→ SHORT EXERCISE A: Pick out every line of the listing below that contains the string "above" and copy each of those lines. Matching is case-sensitive.

→ TEXT:
With the heart of a child

My sermon from Easter, 2019.

I have a great niece, Ava, who is ten.  Ava is one of those bright, gregarious children who greet every day as if it is the best thing ever and created only for her.  She is witty and self-confident, with a child’s refreshing ability to speak the truth as she sees it.  There are times she drives her mother absolutely crazy for all the reasons a great aunt thinks she is absolutely delightful.  Ava soaks up love in incredible measure and is, in return, also an incredibly loving child. 

A few years ago, when Ava was six, her mother, Kelly, posted a Facebook picture of her posing and gazing thoughtfully at herself in the mirror.  Kelly said it was the 50th time that morning.  As I laughed at Kelly’s comment, I felt my heart smile, in part because I miss those days when my own children were drawn to check themselves out in the mirror or eager to be photographed with some cheesy smile.  I miss those days when my own children would come running to me with one of their discoveries:  “Mommy, did you know….?”  “Mommy, look what I found….”  “Mommy look what I did…”

There is something compelling, in a joyful and gentle way, to be given the opportunity to witness such a life.  The innocence of childhood.  The simplicity of life. The complete, unadulterated acceptance of the love you are given. The sheer joy in seeing what life has to offer, jumping in, not just with both feet, but with the whole body, mind, and soul.  Having an apparently endless capacity to tell a story with unadulterated enthusiasm and wonder.  And approaching each situation – even if it is the 50th time you’ve looked at yourself in the mirror in a single morning – with the same energy, excitement, and enthusiasm as if it were the first time.   And at the same time, somehow, seeming to live each day as if it might be your last.  Using that same energy, which can drive a mother crazy, to share the news with the world, your world, in pictures or honest spoken truths.  Somehow helping the adults in your life see the world a bit differently than they did the day before.

→ ITEMS:
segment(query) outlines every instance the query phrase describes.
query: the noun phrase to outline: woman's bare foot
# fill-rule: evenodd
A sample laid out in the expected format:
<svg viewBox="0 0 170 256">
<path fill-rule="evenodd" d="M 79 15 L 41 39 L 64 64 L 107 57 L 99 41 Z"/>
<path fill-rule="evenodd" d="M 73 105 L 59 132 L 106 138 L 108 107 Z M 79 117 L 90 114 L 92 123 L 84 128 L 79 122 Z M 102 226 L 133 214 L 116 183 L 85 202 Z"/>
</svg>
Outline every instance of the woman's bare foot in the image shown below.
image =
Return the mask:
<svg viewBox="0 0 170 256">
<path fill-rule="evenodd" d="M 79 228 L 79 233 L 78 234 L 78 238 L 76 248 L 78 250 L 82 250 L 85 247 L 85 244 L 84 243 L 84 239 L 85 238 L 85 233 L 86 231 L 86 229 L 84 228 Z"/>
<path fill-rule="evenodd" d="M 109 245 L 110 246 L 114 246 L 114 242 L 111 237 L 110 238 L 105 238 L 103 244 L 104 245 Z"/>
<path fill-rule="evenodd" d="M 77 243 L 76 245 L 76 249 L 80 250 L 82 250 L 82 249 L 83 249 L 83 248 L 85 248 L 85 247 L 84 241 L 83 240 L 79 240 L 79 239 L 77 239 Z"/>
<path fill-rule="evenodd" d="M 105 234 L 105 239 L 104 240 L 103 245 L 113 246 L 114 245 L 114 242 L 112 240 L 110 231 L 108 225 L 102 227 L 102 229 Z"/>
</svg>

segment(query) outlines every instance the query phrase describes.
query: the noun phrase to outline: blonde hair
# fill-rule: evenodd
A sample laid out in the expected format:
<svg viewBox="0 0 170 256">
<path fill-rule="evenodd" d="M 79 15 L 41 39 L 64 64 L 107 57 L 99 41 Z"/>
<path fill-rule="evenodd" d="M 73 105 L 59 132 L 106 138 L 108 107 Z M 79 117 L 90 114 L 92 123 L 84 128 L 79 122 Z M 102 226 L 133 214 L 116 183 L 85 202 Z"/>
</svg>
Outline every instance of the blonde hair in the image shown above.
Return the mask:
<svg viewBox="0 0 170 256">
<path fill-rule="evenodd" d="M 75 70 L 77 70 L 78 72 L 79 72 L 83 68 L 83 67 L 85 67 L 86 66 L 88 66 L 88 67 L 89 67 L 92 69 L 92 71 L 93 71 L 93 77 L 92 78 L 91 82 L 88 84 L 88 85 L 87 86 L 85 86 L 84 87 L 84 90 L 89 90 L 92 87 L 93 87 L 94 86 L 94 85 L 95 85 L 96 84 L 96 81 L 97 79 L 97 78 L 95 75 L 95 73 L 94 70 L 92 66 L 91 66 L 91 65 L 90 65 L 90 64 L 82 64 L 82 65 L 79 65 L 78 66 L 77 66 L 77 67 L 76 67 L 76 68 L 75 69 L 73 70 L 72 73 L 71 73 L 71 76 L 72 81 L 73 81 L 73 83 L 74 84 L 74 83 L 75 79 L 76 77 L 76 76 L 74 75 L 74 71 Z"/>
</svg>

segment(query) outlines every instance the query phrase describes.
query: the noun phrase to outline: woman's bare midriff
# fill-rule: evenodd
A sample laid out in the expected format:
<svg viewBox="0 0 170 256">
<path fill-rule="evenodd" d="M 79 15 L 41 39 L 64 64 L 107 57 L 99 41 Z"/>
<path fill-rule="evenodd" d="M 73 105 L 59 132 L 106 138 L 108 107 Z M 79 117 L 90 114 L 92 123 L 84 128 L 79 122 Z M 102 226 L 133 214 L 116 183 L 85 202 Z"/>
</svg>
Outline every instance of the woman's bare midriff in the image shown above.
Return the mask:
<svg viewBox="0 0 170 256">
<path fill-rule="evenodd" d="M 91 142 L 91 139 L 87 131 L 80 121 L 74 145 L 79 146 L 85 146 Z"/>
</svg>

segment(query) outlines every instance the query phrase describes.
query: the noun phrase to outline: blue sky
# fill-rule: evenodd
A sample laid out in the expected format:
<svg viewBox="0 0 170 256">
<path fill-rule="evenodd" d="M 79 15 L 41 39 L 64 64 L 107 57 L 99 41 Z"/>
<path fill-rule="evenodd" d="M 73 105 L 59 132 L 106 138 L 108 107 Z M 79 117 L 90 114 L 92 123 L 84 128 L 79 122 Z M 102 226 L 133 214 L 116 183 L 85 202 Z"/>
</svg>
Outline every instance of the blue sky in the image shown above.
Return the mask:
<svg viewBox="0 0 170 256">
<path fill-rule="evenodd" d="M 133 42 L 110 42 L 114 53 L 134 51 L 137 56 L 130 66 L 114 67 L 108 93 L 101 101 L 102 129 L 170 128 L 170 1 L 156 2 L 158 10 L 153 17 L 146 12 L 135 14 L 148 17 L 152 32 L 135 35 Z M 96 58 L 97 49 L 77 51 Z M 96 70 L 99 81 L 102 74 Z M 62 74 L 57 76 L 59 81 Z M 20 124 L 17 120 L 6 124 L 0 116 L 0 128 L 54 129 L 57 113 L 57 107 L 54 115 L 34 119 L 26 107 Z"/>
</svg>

→ SHORT EXERCISE B: Rewrite the passage of the sermon starting at "I have a great" and ending at "incredibly loving child.", replacing "delightful" with "charming".

→ FULL RESPONSE A:
Outline every instance of the blonde hair in the image shown above.
Outline every instance of the woman's bare midriff in the image shown above.
Outline every instance of the blue sky in the image shown above.

→ FULL RESPONSE B:
I have a great niece, Ava, who is ten.  Ava is one of those bright, gregarious children who greet every day as if it is the best thing ever and created only for her.  She is witty and self-confident, with a child’s refreshing ability to speak the truth as she sees it.  There are times she drives her mother absolutely crazy for all the reasons a great aunt thinks she is absolutely charming.  Ava soaks up love in incredible measure and is, in return, also an incredibly loving child.